■ **Text block**
※ ※ ※

The interview is organized into eleven sections. The first and second (Family Backgrounds, and Radical Politics) explore the social milieu in which Joanne Landy and Thomas Harrison were radicalized in the late 1950s (Landy) and mid-1960s (Harrison). The third, fourth, and fifth sections (The Independent Socialist Club, Socialist Horizons, and The International Socialists) address their involvement in organized third camp politics from the mid-1960s through the early 1970s. The history of Shachtmanism is not well documented and these sections may be of particular interest to readers who are curious about the development of radical, small-d democratic leftism in the United States. The sections that follow (Expulsion and Beyond, Solidarnosc, and Détente from Below) are concerned with the turn Landy and Harrison made in the mid-1970s toward building solidarity with Soviet bloc activists and dissidents, which led to the formation of the Campaign for Peace and Democracy in the early 1980s. The final sections (Liberal Interventionism, and The Near and Middle East) explore the ways in which Landy and Harrison responded to the collapse of the Soviet Union and allied regimes in Central and Eastern Europe, as well as how they sought to apply the third camp template to developments in the Near and Middle East in the wake of the United States’ invasion of Iraq in 2003 and the Arab Spring uprisings in 2010–2011.
The first half of the interview addresses the question of socialist organization in the U.S. during the midcentury era, while the second is concerned with how two leading third camp activists responded to major international and global crises and conflicts over the past four decades. While a certain amount of biographical information is presented in these pages, there is also a great deal of political analysis that tackles contested issues on the United States and international left.

※ ※ ※

According to the overview of the interview's sections, what organization did Landy and Harrison form in the early 1980s?

■ **Data block**

※ ※ ※

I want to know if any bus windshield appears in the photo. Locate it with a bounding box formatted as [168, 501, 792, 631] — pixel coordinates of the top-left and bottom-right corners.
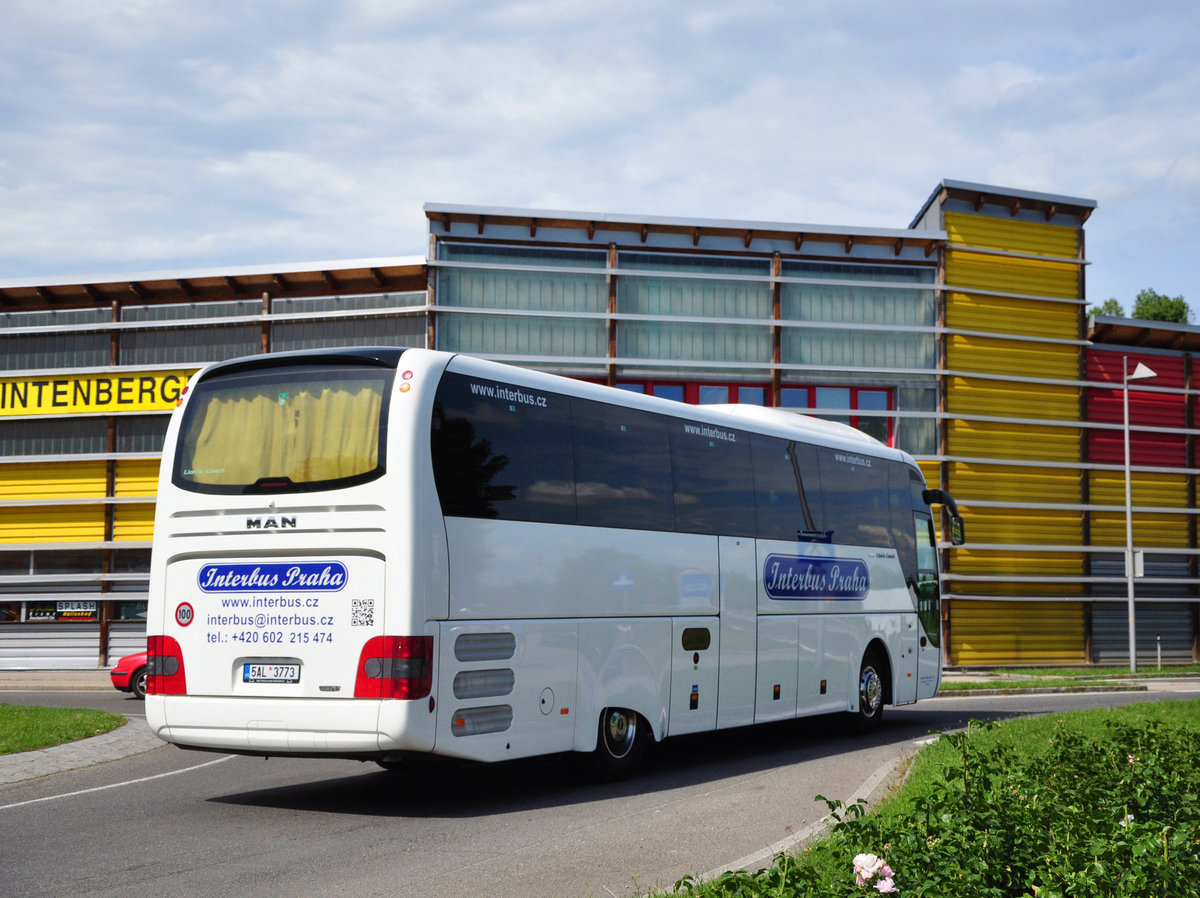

※ ※ ※

■ **Output of the exercise**
The Campaign for Peace and Democracy.